In a further preferable mode, the polygonal conductive pads are arranged such that a vertex of the polygons faces the microstrip conductor.

In a further preferable mode, the conductive pads are characterized in being circular.

Further features of the present invention will become apparent in the embodiments of the invention to be explained below with reference to the drawings.

FIG. 1 is a view to explain the formation and measurement method of a conventional probe pad when a Coplanar line probe is used;

FIG. 2 is a view to explain a case in which millimeter wave modules corresponding to FIG. 1 are connected to form a finished millimeter wave system;

FIG. 3 is a view to explain a first embodiment of the millimeter wave module of the present invention;

FIG. 4 is a cross section of the millimeter wave module along the A-A′ line of FIG. 3;

FIG. 5 is a view to explain the form and arrangement of the conductive pads of the example in FIG. 3 when these pads are formed as hexagons;

FIG. 6 is a view showing a constitutional example in which the conductive pads of FIG. 5 are arranged at a different angle;

FIG. 7 is a view to explain the connection between modules having the conductive pads of FIG. 3;

FIG. 8 is a view to explain the connection between modules having the conductive pads of FIG. 5;

FIG. 9 is a view explaining the connection between modules having conductive pads on the inlet and outlet end sides;

FIG. 10 shows experimental data and simulation data for a millimeter wave system using conductive pads in the form of the example in FIG. 7; and

FIG. 11 shows experimental data and simulation data for a millimeter wave system using conductive pads in the form of the example in FIG. 8.

→ **PROMPT 1**
In the source excerpt, what is FIG. 5 said to explain?

→ **Records from a dataset**
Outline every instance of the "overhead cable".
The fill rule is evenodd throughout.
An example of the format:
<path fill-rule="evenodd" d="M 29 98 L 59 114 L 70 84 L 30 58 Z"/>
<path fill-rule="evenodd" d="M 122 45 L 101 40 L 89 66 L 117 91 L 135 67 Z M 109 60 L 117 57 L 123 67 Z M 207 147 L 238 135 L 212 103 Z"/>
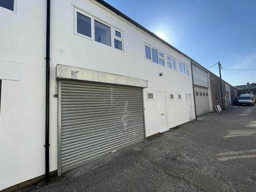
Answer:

→ **PROMPT 2**
Retype every line of the records without changes, and leave the picture out of your answer.

→ **COMPLETE OUTPUT 1**
FIG. 5 explains the form and arrangement of the conductive pads of the example in FIG. 3 when those pads are formed as hexagons.

→ **COMPLETE OUTPUT 2**
Outline every instance of the "overhead cable".
The fill rule is evenodd throughout.
An example of the format:
<path fill-rule="evenodd" d="M 29 98 L 59 114 L 70 84 L 30 58 Z"/>
<path fill-rule="evenodd" d="M 122 45 L 101 40 L 89 66 L 117 91 L 135 67 Z M 109 60 L 117 57 L 123 67 Z M 207 147 L 238 135 L 212 103 Z"/>
Answer:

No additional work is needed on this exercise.